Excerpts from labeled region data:
───
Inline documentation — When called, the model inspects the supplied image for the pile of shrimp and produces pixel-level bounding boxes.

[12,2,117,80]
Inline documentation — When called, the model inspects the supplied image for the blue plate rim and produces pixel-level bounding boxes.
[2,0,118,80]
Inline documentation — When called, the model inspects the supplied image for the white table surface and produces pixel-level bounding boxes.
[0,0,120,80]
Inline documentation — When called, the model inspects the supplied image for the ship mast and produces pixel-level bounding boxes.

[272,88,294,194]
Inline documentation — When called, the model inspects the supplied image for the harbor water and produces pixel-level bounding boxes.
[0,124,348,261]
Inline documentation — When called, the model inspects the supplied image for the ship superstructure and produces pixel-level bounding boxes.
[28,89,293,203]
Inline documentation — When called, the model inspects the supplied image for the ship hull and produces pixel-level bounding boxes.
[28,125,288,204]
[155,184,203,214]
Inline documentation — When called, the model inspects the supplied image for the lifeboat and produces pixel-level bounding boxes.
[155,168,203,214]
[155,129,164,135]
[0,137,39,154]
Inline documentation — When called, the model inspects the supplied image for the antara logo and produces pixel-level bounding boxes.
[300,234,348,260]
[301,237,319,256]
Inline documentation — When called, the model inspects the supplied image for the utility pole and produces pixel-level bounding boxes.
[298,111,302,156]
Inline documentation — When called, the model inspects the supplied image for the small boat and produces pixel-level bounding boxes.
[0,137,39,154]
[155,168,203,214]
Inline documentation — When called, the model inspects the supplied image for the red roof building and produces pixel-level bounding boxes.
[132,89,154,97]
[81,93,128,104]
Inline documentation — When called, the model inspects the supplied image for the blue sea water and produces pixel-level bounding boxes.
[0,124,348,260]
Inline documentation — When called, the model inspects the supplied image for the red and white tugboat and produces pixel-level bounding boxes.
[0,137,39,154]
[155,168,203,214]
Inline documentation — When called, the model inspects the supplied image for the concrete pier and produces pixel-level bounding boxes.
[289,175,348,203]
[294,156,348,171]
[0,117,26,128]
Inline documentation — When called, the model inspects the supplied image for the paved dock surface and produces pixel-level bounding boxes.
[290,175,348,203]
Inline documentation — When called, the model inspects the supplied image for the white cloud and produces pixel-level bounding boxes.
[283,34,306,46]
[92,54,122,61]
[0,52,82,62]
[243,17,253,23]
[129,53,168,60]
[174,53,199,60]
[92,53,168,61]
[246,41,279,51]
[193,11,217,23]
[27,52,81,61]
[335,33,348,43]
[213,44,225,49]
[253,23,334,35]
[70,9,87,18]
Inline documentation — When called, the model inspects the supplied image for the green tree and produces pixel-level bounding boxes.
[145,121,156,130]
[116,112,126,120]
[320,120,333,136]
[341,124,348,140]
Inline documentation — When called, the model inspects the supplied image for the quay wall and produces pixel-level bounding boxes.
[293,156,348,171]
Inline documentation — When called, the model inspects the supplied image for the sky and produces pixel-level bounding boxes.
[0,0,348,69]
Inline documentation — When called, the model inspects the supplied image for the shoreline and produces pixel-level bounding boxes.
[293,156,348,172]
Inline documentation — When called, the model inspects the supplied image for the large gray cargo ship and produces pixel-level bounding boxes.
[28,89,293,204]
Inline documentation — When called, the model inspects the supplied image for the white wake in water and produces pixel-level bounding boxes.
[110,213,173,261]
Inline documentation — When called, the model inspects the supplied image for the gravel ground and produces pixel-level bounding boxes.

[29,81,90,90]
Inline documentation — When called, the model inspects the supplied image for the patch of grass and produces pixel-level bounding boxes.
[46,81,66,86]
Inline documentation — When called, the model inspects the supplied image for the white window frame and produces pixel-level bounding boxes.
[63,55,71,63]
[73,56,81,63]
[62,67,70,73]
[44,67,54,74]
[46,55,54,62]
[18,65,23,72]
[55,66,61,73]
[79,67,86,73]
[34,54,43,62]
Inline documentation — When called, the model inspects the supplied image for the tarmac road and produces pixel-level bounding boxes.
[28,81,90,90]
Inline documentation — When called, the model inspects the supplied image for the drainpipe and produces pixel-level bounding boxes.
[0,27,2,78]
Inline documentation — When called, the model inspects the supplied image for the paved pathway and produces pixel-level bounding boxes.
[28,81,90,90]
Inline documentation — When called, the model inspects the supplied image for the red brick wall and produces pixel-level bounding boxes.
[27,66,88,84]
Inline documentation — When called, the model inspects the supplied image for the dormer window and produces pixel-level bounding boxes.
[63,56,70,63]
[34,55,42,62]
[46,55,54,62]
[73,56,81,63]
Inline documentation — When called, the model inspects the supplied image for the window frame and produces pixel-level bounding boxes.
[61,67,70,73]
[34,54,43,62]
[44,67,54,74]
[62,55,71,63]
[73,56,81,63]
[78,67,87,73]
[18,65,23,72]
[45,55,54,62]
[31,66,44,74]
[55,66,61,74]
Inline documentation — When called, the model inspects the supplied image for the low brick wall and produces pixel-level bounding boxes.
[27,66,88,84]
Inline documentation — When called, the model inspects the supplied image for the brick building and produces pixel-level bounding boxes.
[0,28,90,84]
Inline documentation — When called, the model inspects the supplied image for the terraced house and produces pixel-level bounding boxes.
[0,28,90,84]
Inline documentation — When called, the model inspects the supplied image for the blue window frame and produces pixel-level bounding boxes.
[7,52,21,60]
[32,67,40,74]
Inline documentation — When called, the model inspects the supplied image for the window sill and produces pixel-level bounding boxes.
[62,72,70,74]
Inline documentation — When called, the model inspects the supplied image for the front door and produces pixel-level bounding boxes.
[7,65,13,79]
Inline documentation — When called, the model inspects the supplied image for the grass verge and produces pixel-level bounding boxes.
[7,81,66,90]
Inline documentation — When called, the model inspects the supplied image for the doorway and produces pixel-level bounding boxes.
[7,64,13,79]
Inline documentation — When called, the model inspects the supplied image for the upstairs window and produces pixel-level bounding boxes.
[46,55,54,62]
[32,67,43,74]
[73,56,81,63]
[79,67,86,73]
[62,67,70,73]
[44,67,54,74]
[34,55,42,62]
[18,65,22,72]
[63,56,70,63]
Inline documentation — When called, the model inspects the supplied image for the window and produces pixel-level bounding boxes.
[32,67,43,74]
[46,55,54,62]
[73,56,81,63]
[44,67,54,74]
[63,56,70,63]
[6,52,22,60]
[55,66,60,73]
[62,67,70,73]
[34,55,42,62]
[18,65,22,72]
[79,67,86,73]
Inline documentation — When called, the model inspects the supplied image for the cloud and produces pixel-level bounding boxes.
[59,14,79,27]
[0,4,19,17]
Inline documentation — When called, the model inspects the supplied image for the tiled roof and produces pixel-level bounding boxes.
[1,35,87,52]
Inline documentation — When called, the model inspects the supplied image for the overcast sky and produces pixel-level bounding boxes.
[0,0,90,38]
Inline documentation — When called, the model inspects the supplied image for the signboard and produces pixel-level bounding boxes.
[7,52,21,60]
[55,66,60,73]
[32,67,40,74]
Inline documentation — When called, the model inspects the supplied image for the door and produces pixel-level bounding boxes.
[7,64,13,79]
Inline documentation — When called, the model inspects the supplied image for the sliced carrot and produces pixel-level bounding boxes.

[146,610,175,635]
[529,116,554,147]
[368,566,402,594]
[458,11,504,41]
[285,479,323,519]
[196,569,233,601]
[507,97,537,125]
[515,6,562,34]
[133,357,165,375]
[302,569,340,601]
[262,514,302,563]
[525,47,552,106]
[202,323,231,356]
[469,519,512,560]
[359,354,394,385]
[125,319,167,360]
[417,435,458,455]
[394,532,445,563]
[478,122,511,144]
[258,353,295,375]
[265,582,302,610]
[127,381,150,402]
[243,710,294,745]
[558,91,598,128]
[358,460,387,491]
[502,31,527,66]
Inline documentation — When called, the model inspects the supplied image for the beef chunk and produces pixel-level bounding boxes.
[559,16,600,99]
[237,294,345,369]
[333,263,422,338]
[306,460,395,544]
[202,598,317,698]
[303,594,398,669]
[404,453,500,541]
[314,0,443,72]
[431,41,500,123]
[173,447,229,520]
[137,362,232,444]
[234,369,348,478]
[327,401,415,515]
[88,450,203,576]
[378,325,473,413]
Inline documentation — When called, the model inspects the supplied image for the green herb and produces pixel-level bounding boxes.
───
Problem to solve: Please copy the part of the records that starts with the line containing "quay wall and produces pixel-level bounding boxes." and ends with the line containing "[110,213,173,261]", including both of those lines.

Result:
Inline documentation — When called, the model inspects the supplied image for the quay wall and produces pixel-level bounding boxes.
[293,156,348,171]
Inline documentation — When called, the model inspects the supplied image for the sky and produces pixel-level bounding boxes.
[0,0,348,69]
Inline documentation — When called, the model inspects the supplied image for the shoreline and produces pixel-level bounding boxes.
[293,156,348,172]
Inline documentation — When called, the model inspects the supplied image for the large gray cargo ship and produces pixel-level bounding boxes.
[28,89,293,204]
Inline documentation — When called, the model inspects the supplied image for the white wake in water and produces pixel-level bounding boxes.
[110,213,173,261]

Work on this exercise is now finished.